Texte à lire
DNS, ce protocole qui ne vous veut pas que du bien

DNS, le protocole de récupération des noms de domaines, semble bien inoffensif et pourtant celui-ci est activement exploité par les malwares pour échanger des données. C’est la raison pour laquelle il est urgent de s’en préoccuper dès maintenant. Article paru dans L'Informaticien n°196 (mai 2021).

Tout le monde se souvient de la grande attaque menée le 21 octobre 2016 contre Dyn, un obscur fournisseur de DNS américain et qui a rendu indisponible les plus grands sites internet américains pendant une dizaine d’heures. Amazon, Airbnb, Twitter, le PlayStation Network indisponibles, cette attaque a eu une portée mondiale. Cette attaque DDOS menée à partir d’objets connectés via le bot Mirai a montré la fragilité d’une architecture qui faisait « partie des meubles ».

Comme vient encore de le démontrer la toute récente faille NAME:WRECK qui afflige 100 millions d’appareils IoT, l’architecture DNS est intrinsèquement fragile car très exposée aux attaques, comme l’explique Florent Gentric, CTO de l’hébergeur internet Hosteur : « La plus grosse menace qui pèse sur nos DNS reste le DDOS DNS, les attaques en force brute sur les services DNS. Pour y faire face, nous avons mis en place deux niveaux de protection : d’une part un filtrage du trafic en interne et, en parallèle, le recours à des opérateurs anti-DDOS pour filtrer les attaques de grande ampleur.» Ainsi, Hosteur fait appel aux services de Cloudflare pour certains de ses clients. Autre risque qui pèse sur les serveurs DNS, celui de l’usurpation de domaine. Pour la contrer, la technologie DNSSEC est efficace mais celle-ci n’est pas encore très répandue et nous la recommandons très fortement. « L’usurpation de domaines est une attaque beaucoup moins commune, car elle nécessite un plus haut niveau d’expertise de la part de l’attaquant. Tous les développeurs de sites web ont bien intégré la nécessité d’utiliser http/s avec des certificats numériques de bonne qualité, mais pour le volet DNS, ce n’est pas encore dans les habitudes que de mettre en place DNSSEC. Or on voit de plus en plus de cas d’usurpation DNS. Le coût de mise en place est très faible : on la recommande fortement !»

Données fournies
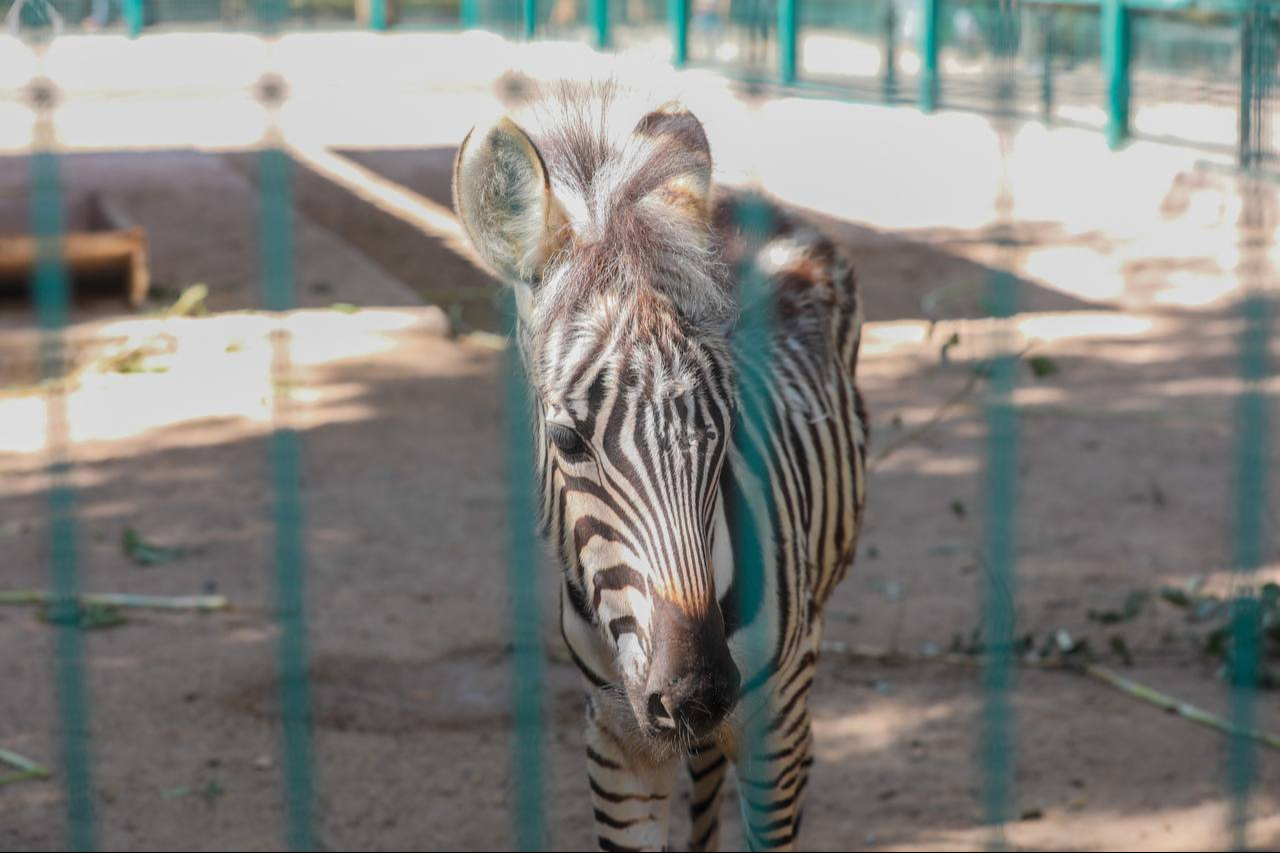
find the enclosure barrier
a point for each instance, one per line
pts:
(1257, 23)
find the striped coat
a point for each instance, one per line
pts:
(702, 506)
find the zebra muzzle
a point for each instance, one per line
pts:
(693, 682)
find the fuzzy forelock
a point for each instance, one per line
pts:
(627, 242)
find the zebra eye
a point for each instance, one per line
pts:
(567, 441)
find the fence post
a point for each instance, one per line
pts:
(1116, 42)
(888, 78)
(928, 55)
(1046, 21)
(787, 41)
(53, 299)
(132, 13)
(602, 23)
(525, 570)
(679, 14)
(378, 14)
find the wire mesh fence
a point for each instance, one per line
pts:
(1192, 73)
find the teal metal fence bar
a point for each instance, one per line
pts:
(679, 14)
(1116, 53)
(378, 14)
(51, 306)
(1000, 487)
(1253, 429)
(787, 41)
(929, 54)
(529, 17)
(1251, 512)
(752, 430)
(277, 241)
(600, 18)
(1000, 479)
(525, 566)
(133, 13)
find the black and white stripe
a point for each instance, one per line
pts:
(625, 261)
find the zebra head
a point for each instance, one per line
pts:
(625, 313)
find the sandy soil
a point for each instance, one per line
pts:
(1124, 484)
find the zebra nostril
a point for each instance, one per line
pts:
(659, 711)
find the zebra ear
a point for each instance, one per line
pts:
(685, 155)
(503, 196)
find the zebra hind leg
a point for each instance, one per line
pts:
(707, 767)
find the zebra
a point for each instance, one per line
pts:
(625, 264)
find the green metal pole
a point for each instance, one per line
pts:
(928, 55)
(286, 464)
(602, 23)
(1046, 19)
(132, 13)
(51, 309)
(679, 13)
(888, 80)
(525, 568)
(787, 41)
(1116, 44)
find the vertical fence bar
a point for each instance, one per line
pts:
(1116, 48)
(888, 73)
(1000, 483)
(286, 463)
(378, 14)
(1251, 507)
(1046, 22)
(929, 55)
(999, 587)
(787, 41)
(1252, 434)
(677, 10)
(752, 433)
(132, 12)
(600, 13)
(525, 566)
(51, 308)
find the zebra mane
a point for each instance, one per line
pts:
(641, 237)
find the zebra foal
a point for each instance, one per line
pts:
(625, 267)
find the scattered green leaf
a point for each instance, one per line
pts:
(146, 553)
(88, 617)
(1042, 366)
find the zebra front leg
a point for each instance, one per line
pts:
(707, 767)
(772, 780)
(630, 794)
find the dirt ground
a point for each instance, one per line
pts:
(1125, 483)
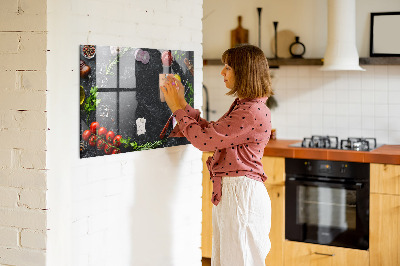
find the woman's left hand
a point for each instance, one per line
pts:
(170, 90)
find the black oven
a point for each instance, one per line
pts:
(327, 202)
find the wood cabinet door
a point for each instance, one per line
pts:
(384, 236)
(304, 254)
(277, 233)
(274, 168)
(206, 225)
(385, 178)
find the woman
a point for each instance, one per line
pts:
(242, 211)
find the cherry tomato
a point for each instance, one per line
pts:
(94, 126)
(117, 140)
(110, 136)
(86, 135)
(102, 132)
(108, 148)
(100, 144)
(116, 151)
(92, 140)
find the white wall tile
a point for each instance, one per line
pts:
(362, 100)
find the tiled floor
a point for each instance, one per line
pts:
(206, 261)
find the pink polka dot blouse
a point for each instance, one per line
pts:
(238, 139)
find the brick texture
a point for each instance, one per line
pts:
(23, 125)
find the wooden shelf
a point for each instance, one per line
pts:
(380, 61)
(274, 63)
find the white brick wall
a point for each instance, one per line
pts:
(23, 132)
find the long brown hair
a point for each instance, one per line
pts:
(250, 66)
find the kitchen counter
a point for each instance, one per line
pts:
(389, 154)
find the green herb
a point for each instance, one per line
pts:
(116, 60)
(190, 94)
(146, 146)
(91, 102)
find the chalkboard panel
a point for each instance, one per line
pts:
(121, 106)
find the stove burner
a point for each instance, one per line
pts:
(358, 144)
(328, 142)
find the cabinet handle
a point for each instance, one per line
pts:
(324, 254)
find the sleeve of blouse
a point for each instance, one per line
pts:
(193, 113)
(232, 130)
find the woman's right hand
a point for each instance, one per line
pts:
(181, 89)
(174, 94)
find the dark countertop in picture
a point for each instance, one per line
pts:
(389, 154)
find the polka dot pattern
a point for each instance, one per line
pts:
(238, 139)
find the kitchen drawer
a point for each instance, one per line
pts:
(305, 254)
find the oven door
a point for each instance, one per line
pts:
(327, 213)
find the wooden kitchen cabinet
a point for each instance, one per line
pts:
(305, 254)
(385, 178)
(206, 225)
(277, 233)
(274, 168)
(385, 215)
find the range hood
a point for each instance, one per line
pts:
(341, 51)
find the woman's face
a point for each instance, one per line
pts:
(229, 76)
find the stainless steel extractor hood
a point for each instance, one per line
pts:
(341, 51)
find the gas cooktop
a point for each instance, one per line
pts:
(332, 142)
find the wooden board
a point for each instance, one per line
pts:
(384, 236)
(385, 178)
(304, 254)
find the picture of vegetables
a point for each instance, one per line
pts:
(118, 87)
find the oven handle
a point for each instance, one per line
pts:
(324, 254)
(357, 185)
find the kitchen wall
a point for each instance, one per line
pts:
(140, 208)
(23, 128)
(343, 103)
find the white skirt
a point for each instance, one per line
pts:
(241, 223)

Tâches
a - Traduisez en anglais cette phrase de l'article sur le DNS : « Ainsi, Hosteur fait appel aux services de Cloudflare pour certains de ses clients. »
b - Poursuivez l'article sur le DNS à partir de sa dernière phrase.

Réponses par tâche
a - Hosteur thus uses Cloudflare's services for some of its clients.

b -
Clément Marcelot

Solution Architect chez Infoblox

« L’attaque Dyn de 2016 a bien montré que les infrastructures DNS ne sont pas infaillibles et qu’il ne faut pas mettre tous ses œufs dans le même panier. L’idée qui s’impose aujourd’hui est d’aller vers un modèle hybride et de ne pas s’appuyer sur un seul tiers mais au moins deux et d’avoir ses propres serveurs DNS dans son datacenter ou sur un Cloud public. Une meilleure pratique actuelle est de conserver le Master DNS en on-premise afin de garder un contrôle des domaines et effectuer des modifications rapidement et confier les DNS secondaires à un hébergeur tiers. »


Un autre moyen de protection du trafic DNS est d’aller vers un chiffrement de type DNS over TLS ou DNS over HTTP/S. Les navigateurs web utilisent désormais couramment cette technique pour masquer ce trafic et c’est certainement un progrès en termes de « privacy » pour l’utilisateur, mais ce chiffrement fait perdre à la DSI de la visibilité sur ce trafic et donc éventuellement un trafic généré par un malware. « DNS over TLS ou over http/s complique clairement la donne pour les acteurs comme nous », explique ainsi Joaquim Dos Santos, directeur Recherche & Développement d’Ikoula : « Tant en interne que chez nos clients, ces protocoles chiffrés nous causent de réelles difficultés pour voir ce qui passe sur le réseau. Beaucoup opposent sécurité et Privacy et on ne peut totalement bloquer ces protocoles chiffrés. Notre approche est de laisser passer les trames dont la destination est connue, de confiance, mais de bloquer certaines destinations considérées «à risque» afin de ne pas faciliter la tâche aux attaquants.»

Les analystes doivent s’appuyer sur des algorithmes d’IA et des outils de visualisation avancés afin de comprendre le comportement d’un algorithme de DGA et remonter jusqu’au serveur de Control&Command. Ici, l’algorithme mis en œuvre par le malware Gameover P2P.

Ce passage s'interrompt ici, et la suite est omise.